**JOB**
Repeat the lines of the records exactly, starting with the line that contains "Where can you see the white ceiling vent" and going on through the end of the records.

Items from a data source
------------------------------
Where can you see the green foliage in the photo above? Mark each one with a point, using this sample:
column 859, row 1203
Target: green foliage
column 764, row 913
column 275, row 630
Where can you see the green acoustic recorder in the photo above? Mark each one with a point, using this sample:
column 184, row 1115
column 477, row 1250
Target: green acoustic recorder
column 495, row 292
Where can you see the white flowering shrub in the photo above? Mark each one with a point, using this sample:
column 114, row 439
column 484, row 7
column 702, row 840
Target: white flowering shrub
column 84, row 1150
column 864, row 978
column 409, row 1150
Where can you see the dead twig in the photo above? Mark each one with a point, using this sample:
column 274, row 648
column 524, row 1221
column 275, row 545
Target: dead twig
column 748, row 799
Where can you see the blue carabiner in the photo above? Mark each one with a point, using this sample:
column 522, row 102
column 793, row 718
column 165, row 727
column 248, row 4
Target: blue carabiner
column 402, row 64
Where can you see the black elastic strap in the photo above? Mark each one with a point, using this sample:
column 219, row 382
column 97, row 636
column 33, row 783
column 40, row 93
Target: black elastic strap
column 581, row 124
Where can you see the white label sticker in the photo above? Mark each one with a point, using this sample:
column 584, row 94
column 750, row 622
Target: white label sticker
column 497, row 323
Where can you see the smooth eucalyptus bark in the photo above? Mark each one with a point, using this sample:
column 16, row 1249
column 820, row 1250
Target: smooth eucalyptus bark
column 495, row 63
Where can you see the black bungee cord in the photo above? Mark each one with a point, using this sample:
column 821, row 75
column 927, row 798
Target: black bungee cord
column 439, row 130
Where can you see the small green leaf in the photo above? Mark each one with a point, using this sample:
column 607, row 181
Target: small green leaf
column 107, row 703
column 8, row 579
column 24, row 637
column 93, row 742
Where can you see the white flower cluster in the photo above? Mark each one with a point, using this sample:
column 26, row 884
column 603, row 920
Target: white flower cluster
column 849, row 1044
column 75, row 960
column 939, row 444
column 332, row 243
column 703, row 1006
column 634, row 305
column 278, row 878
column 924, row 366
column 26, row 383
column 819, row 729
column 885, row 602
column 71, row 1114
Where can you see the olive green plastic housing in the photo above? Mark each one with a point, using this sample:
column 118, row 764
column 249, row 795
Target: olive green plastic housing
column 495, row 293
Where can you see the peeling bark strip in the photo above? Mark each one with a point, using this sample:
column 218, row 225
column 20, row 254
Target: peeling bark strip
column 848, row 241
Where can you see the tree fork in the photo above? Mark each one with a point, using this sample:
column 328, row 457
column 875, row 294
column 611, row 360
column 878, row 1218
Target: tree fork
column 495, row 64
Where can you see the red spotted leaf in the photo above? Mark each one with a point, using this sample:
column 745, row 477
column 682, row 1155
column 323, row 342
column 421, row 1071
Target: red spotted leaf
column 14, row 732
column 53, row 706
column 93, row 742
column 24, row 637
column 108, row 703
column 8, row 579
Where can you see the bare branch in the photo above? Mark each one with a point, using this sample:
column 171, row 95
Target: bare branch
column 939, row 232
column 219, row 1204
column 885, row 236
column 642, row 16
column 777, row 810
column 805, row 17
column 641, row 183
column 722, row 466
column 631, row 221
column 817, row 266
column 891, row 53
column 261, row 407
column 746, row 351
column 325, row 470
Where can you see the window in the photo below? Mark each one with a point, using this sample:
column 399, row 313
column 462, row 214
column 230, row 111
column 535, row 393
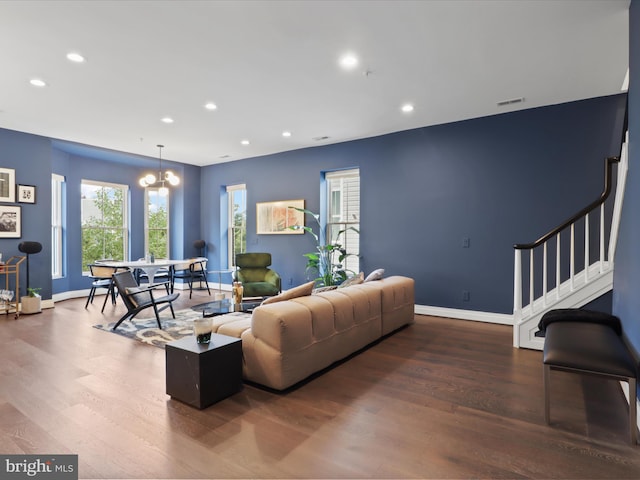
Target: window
column 343, row 213
column 156, row 221
column 104, row 221
column 237, row 221
column 57, row 184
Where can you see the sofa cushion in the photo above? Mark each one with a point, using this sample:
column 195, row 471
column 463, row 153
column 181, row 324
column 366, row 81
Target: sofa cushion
column 324, row 289
column 295, row 292
column 375, row 275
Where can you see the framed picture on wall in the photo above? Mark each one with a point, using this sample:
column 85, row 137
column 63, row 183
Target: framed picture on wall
column 277, row 217
column 7, row 185
column 10, row 221
column 26, row 194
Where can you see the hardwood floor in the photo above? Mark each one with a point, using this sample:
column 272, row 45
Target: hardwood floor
column 442, row 398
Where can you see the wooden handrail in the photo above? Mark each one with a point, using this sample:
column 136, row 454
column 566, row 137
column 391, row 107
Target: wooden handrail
column 588, row 209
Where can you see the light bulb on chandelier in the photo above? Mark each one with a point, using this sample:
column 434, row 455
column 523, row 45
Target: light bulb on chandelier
column 168, row 176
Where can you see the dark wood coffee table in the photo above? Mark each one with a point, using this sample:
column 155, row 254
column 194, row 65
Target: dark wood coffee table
column 222, row 307
column 202, row 374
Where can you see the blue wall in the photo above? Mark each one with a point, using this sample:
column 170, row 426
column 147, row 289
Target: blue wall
column 184, row 211
column 30, row 157
column 496, row 180
column 626, row 301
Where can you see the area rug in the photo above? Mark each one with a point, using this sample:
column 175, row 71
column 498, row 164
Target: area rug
column 146, row 330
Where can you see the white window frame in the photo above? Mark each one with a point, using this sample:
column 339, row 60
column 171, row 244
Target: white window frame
column 336, row 215
column 125, row 213
column 57, row 225
column 231, row 190
column 146, row 223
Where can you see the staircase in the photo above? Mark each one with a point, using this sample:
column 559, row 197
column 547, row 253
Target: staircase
column 579, row 256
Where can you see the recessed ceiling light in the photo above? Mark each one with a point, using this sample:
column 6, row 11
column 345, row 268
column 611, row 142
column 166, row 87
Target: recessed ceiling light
column 75, row 57
column 349, row 61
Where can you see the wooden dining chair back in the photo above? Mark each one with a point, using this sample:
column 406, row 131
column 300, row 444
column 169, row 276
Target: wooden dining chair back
column 101, row 277
column 137, row 298
column 193, row 270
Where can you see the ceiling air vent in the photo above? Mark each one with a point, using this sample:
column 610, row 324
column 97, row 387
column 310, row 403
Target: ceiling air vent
column 511, row 101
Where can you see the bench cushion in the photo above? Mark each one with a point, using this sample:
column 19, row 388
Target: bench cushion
column 589, row 347
column 578, row 315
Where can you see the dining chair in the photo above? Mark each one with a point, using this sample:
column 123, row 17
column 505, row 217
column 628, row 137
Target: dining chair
column 101, row 276
column 193, row 270
column 164, row 275
column 137, row 298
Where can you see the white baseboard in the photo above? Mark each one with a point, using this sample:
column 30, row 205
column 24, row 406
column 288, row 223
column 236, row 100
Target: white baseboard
column 488, row 317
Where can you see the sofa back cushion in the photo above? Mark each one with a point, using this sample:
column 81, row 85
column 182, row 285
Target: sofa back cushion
column 295, row 292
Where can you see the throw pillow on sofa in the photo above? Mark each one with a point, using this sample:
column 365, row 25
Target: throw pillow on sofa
column 300, row 291
column 375, row 275
column 355, row 280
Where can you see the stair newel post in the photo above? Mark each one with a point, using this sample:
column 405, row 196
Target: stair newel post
column 558, row 266
column 601, row 262
column 517, row 295
column 572, row 257
column 544, row 274
column 531, row 279
column 586, row 248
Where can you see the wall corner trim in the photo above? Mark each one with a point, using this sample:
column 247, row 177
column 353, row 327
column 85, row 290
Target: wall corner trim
column 488, row 317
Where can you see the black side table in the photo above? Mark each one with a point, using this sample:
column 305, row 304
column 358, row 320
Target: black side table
column 203, row 374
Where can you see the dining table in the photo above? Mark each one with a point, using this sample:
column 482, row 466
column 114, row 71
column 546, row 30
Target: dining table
column 150, row 268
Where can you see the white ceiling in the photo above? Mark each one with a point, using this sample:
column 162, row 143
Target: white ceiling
column 272, row 66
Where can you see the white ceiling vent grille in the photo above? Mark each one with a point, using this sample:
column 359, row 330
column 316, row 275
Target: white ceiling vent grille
column 511, row 101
------------------------------
**TASK RESPONSE**
Where can you see the white ceiling vent grille in the photo above? Mark each one with a point, using this sample:
column 359, row 330
column 316, row 275
Target: white ceiling vent grille
column 511, row 101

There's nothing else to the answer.